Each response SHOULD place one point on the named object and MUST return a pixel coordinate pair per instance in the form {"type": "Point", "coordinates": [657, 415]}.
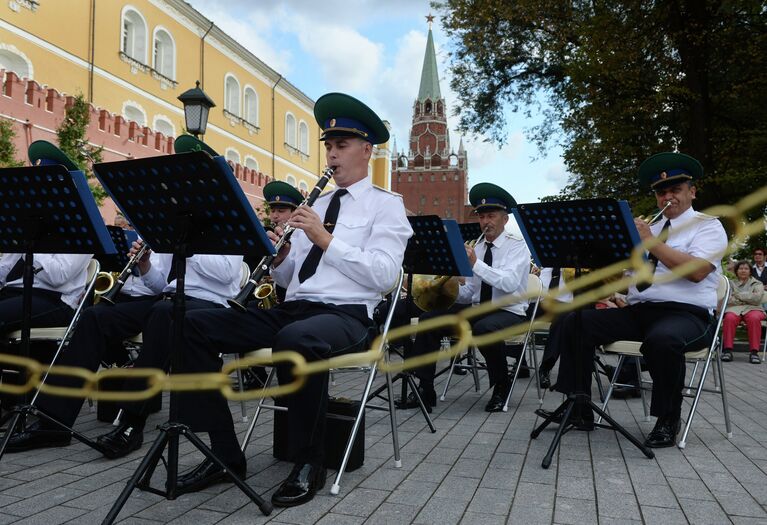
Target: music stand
{"type": "Point", "coordinates": [436, 248]}
{"type": "Point", "coordinates": [46, 209]}
{"type": "Point", "coordinates": [183, 204]}
{"type": "Point", "coordinates": [578, 234]}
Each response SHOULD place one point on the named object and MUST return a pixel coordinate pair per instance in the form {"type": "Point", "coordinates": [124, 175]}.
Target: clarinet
{"type": "Point", "coordinates": [110, 296]}
{"type": "Point", "coordinates": [241, 301]}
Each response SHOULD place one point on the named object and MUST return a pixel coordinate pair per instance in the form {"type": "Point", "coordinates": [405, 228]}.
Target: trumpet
{"type": "Point", "coordinates": [109, 295]}
{"type": "Point", "coordinates": [438, 292]}
{"type": "Point", "coordinates": [241, 301]}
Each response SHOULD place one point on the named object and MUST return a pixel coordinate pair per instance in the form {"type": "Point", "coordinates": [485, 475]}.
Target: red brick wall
{"type": "Point", "coordinates": [37, 111]}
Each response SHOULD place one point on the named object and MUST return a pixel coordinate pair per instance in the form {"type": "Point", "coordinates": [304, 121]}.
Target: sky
{"type": "Point", "coordinates": [374, 51]}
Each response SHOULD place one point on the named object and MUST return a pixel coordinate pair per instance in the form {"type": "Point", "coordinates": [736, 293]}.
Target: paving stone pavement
{"type": "Point", "coordinates": [478, 468]}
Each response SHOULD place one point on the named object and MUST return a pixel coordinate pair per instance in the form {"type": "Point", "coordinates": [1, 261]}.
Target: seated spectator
{"type": "Point", "coordinates": [745, 307]}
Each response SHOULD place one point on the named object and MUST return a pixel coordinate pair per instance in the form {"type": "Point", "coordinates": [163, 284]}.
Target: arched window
{"type": "Point", "coordinates": [134, 34]}
{"type": "Point", "coordinates": [303, 137]}
{"type": "Point", "coordinates": [251, 106]}
{"type": "Point", "coordinates": [232, 155]}
{"type": "Point", "coordinates": [134, 112]}
{"type": "Point", "coordinates": [164, 53]}
{"type": "Point", "coordinates": [11, 59]}
{"type": "Point", "coordinates": [232, 95]}
{"type": "Point", "coordinates": [163, 125]}
{"type": "Point", "coordinates": [251, 163]}
{"type": "Point", "coordinates": [290, 129]}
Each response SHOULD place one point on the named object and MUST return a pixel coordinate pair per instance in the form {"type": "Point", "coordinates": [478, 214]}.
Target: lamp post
{"type": "Point", "coordinates": [196, 107]}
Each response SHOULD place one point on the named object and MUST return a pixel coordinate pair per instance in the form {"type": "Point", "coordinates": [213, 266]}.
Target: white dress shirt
{"type": "Point", "coordinates": [214, 278]}
{"type": "Point", "coordinates": [137, 286]}
{"type": "Point", "coordinates": [698, 235]}
{"type": "Point", "coordinates": [62, 273]}
{"type": "Point", "coordinates": [508, 275]}
{"type": "Point", "coordinates": [563, 295]}
{"type": "Point", "coordinates": [364, 258]}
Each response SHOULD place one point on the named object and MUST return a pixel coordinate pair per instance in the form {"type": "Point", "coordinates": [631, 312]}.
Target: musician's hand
{"type": "Point", "coordinates": [470, 254]}
{"type": "Point", "coordinates": [643, 228]}
{"type": "Point", "coordinates": [275, 236]}
{"type": "Point", "coordinates": [143, 264]}
{"type": "Point", "coordinates": [306, 219]}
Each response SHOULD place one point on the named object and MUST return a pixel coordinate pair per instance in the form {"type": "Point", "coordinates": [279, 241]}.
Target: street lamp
{"type": "Point", "coordinates": [196, 107]}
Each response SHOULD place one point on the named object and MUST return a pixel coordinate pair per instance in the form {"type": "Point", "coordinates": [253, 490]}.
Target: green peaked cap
{"type": "Point", "coordinates": [668, 168]}
{"type": "Point", "coordinates": [42, 152]}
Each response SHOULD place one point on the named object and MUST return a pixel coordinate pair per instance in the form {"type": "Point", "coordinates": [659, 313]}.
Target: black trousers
{"type": "Point", "coordinates": [97, 338]}
{"type": "Point", "coordinates": [667, 330]}
{"type": "Point", "coordinates": [314, 330]}
{"type": "Point", "coordinates": [495, 354]}
{"type": "Point", "coordinates": [47, 309]}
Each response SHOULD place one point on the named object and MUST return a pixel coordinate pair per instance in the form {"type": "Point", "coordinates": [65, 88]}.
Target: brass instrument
{"type": "Point", "coordinates": [241, 301]}
{"type": "Point", "coordinates": [109, 295]}
{"type": "Point", "coordinates": [438, 292]}
{"type": "Point", "coordinates": [104, 282]}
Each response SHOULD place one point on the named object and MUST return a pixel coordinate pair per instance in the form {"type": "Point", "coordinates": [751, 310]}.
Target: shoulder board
{"type": "Point", "coordinates": [705, 217]}
{"type": "Point", "coordinates": [387, 191]}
* * * *
From the first line to the last, return the records exactly and leave the pictures behind.

Each response SHOULD place one point on the named object and MUST return a pixel coordinate pair per instance in the form {"type": "Point", "coordinates": [657, 415]}.
Target: music stand
{"type": "Point", "coordinates": [436, 248]}
{"type": "Point", "coordinates": [46, 209]}
{"type": "Point", "coordinates": [183, 204]}
{"type": "Point", "coordinates": [578, 234]}
Each response SHOULD place one point on the named object and MUST return a pixel coordinate pair per instance in the form {"type": "Point", "coordinates": [124, 175]}.
Target: clarinet
{"type": "Point", "coordinates": [110, 296]}
{"type": "Point", "coordinates": [241, 301]}
Each response SHOULD place one point on the named object and MUST return a pixel coordinate pair per instance in the form {"type": "Point", "coordinates": [405, 228]}.
Target: trumpet
{"type": "Point", "coordinates": [109, 295]}
{"type": "Point", "coordinates": [438, 292]}
{"type": "Point", "coordinates": [241, 301]}
Each response SHOULD place one point on the named object and MUST return a pixel coordinate pair per instance in the form {"type": "Point", "coordinates": [485, 475]}.
Target: red brick wall
{"type": "Point", "coordinates": [37, 111]}
Each response SHOULD place one point on the named object and MUST return a pixel coordinate pair per instance in the form {"type": "Point", "coordinates": [304, 121]}.
Target: sky
{"type": "Point", "coordinates": [374, 51]}
Each response SHOULD place one point on the named object and MUST return a pixel coordinate pair per instance in the form {"type": "Point", "coordinates": [736, 293]}.
Target: paving stone pavement
{"type": "Point", "coordinates": [478, 468]}
Each response SHOULD place one point on the named object and MUST return a pixel coordinate pair per instance in the form {"type": "Point", "coordinates": [1, 261]}.
Target: seated spectator
{"type": "Point", "coordinates": [745, 307]}
Each response SHOULD place one point on the named object and MUST return a pixel coordinate pair per instance in the form {"type": "Point", "coordinates": [163, 284]}.
Target: arched window
{"type": "Point", "coordinates": [134, 34]}
{"type": "Point", "coordinates": [303, 137]}
{"type": "Point", "coordinates": [251, 106]}
{"type": "Point", "coordinates": [232, 155]}
{"type": "Point", "coordinates": [134, 112]}
{"type": "Point", "coordinates": [164, 53]}
{"type": "Point", "coordinates": [11, 59]}
{"type": "Point", "coordinates": [232, 95]}
{"type": "Point", "coordinates": [163, 125]}
{"type": "Point", "coordinates": [251, 163]}
{"type": "Point", "coordinates": [290, 129]}
Each response SHOULD place one point on the named object and MUST return a pixel coordinate pair per instance in the form {"type": "Point", "coordinates": [478, 214]}.
Target: lamp post
{"type": "Point", "coordinates": [196, 107]}
Each response SHOULD place one point on the named object and MUST return a pixel coordinate pair per instance in the form {"type": "Point", "coordinates": [213, 266]}.
Target: white dress shirt
{"type": "Point", "coordinates": [214, 278]}
{"type": "Point", "coordinates": [137, 286]}
{"type": "Point", "coordinates": [698, 235]}
{"type": "Point", "coordinates": [62, 273]}
{"type": "Point", "coordinates": [508, 275]}
{"type": "Point", "coordinates": [563, 295]}
{"type": "Point", "coordinates": [364, 258]}
Each response SHOULD place one point on the named object and MUST return a pixel coordinate pair per instance in the form {"type": "Point", "coordinates": [631, 312]}.
Target: musician's hand
{"type": "Point", "coordinates": [470, 254]}
{"type": "Point", "coordinates": [643, 228]}
{"type": "Point", "coordinates": [275, 236]}
{"type": "Point", "coordinates": [143, 264]}
{"type": "Point", "coordinates": [306, 219]}
Each response SHOULD place one point on the named object and MUST return a pixel coordinate pair per instance in the form {"type": "Point", "coordinates": [279, 241]}.
Target: street lamp
{"type": "Point", "coordinates": [196, 107]}
Each response SHOULD place one point on the named object and MUST return a pixel coordinate pair per instance in the form {"type": "Point", "coordinates": [253, 490]}.
Target: green peaked cap
{"type": "Point", "coordinates": [668, 168]}
{"type": "Point", "coordinates": [42, 152]}
Each response SHOULD place one point on the named object and MUST return a pixel coordinate pair per instance in the form {"type": "Point", "coordinates": [659, 313]}.
Target: black trousers
{"type": "Point", "coordinates": [97, 338]}
{"type": "Point", "coordinates": [667, 330]}
{"type": "Point", "coordinates": [314, 330]}
{"type": "Point", "coordinates": [495, 354]}
{"type": "Point", "coordinates": [47, 309]}
Each response SHOULD place one point on the named object and MUST return a pixel coordinate pair per instance in the form {"type": "Point", "coordinates": [65, 88]}.
Target: brass instrument
{"type": "Point", "coordinates": [241, 301]}
{"type": "Point", "coordinates": [109, 295]}
{"type": "Point", "coordinates": [438, 292]}
{"type": "Point", "coordinates": [104, 282]}
Each response SHOULD place one point on the named object and MUST return a pixel coordinate pair per instance in the form {"type": "Point", "coordinates": [751, 310]}.
Target: shoulder board
{"type": "Point", "coordinates": [705, 217]}
{"type": "Point", "coordinates": [387, 191]}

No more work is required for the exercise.